### Extrait

Pour chacun de ces actifs, tels qu’un parc éolien ou une usine de production automobile, Asset Impact est en mesure de fournir des informations sur leur localisation, leur structure actionnariale, l’année de mise en service et l’année prévue de fermeture, leur production et, bien évidemment, leurs émissions de gaz à effet de serre passées, présentes et futures. Nous consolidons ensuite ces informations au niveau de chacune des entreprises liées à ces actifs.
Afin de fournir ces données à nos clients, nous nous appuyons sur divers métiers complémentaires structurés autour de pôles de compétences. Nous avons ainsi un pôle dédié à la R&D. Dans le cadre de notre activité, nous avons opté pour une approche dite « asset based » qui s’appuie sur des données dérivées des actifs physiques. Cette approche est unique, les acteurs du marché et autres fournisseurs de données s’appuyant encore majoritairement sur des données agrégées communiquées par les entreprises elles-mêmes. Les données divulguées par les entreprises sont hétérogènes, chaque entreprise utilisant sa propre méthodologie de collecte des données et de calcul, alors que les hypothèses utilisées ne sont pas toujours explicitées. Notre approche apporte de la comparabilité entre les entreprises et de la transparence, deux aspects importants dans notre secteur.

### Données fournies
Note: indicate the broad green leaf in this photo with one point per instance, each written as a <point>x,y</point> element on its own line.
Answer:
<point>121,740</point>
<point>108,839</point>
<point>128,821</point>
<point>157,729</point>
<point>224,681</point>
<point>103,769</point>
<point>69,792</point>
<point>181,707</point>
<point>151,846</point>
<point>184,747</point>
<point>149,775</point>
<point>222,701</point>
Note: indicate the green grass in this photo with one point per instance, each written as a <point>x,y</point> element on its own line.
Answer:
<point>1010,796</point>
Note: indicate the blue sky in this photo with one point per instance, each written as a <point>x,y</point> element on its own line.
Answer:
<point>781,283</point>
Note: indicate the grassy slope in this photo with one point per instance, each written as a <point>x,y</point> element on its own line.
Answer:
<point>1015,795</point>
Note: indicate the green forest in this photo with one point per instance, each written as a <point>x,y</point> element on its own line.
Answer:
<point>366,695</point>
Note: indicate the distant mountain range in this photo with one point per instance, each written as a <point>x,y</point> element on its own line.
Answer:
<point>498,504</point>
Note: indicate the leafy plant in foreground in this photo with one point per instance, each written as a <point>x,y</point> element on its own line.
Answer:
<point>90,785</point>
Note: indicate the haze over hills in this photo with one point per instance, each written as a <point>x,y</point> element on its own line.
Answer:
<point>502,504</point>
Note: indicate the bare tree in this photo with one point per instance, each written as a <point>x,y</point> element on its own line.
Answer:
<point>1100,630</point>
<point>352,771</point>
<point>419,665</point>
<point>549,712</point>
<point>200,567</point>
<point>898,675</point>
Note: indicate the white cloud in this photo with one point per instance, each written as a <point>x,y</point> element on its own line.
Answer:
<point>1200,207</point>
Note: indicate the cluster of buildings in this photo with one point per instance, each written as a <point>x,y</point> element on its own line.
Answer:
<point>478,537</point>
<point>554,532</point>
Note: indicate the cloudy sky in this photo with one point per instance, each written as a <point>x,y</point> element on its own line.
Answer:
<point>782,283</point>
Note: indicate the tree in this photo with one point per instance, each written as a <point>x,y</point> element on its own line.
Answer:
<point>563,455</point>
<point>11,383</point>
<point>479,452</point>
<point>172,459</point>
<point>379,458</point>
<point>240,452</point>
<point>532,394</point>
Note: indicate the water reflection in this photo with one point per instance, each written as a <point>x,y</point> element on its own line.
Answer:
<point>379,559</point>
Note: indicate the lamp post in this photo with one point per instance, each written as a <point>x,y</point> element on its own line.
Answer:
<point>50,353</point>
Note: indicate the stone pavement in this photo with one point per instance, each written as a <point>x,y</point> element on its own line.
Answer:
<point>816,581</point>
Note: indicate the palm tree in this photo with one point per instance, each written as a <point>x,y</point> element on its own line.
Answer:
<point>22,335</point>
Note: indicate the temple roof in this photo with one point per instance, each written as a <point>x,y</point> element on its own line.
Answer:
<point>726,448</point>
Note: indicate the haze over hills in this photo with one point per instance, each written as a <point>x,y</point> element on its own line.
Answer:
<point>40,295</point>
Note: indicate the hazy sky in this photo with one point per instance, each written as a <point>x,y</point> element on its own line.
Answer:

### Travail à réaliser
**a)** Reproduisez à l'identique les lignes des enregistrements, depuis celle qui contient « Note: indicate the stone » jusqu'à la fin des enregistrements, bornes incluses.
**b)** Poursuivez le texte sur l'approche d'Asset Impact à la suite de sa dernière phrase.

### Réponses dans l'ordre
**a)**
Note: indicate the stone pavement in this photo with one point per instance, each written as a <point>x,y</point> element on its own line.
Answer:
<point>816,581</point>
Note: indicate the palm tree in this photo with one point per instance, each written as a <point>x,y</point> element on its own line.
Answer:
<point>22,335</point>
Note: indicate the temple roof in this photo with one point per instance, each written as a <point>x,y</point> element on its own line.
Answer:
<point>726,448</point>
Note: indicate the haze over hills in this photo with one point per instance, each written as a <point>x,y</point> element on its own line.
Answer:
<point>40,295</point>
Note: indicate the hazy sky in this photo with one point per instance, each written as a <point>x,y</point> element on its own line.
Answer:

**b)**
En parallèle, nous menons de nombreuses recherches pour étendre notre couverture sectorielle d’actifs physiques. Nous développons également d’autres méthodologies de consolidations financières et de calcul des émissions d’actifs de secteurs supplémentaires, et nous nous penchons sur d’autres sujets urgents tels que la protection de la biodiversité. Asset Impact est le fruit des recherches d’un think tank, et l’approche scientifique ainsi que les partenariats avec des universités et organismes de recherche restent au cœur de notre approche.
Notre second pôle se concentre sur les produits, c’est-à-dire la donnée, les indicateurs, les analyses que nous mettons à disposition des acteurs financiers. Concrètement, nos « produits » prennent notamment la forme de données brutes liées aux entreprises et d’analyses accessibles en fichier Excel ou directement sur notre plateforme en ligne.
On retrouve bien évidemment aussi chez Asset Impact tous les métiers de la data, des data analysts, des data scientists, des data engineers et des front-end développeurs, qui travaillent à l’optimisation continue de notre base de données, contribuent à la production et la livraison de nos données aux clients, ainsi qu’à la gestion de notre plateforme. En plus, nous avons une équipe chargée d’acquérir de la donnée chez différents fournisseurs ou directement sur le web, ainsi qu’une équipe qui va gérer le volet juridique afin de sécuriser les négociations autour des licences commerciales pour l’achat et la vente des données.
Enfin, nous avons aussi des ressources dédiées au business development, à la commercialisation et au marketing.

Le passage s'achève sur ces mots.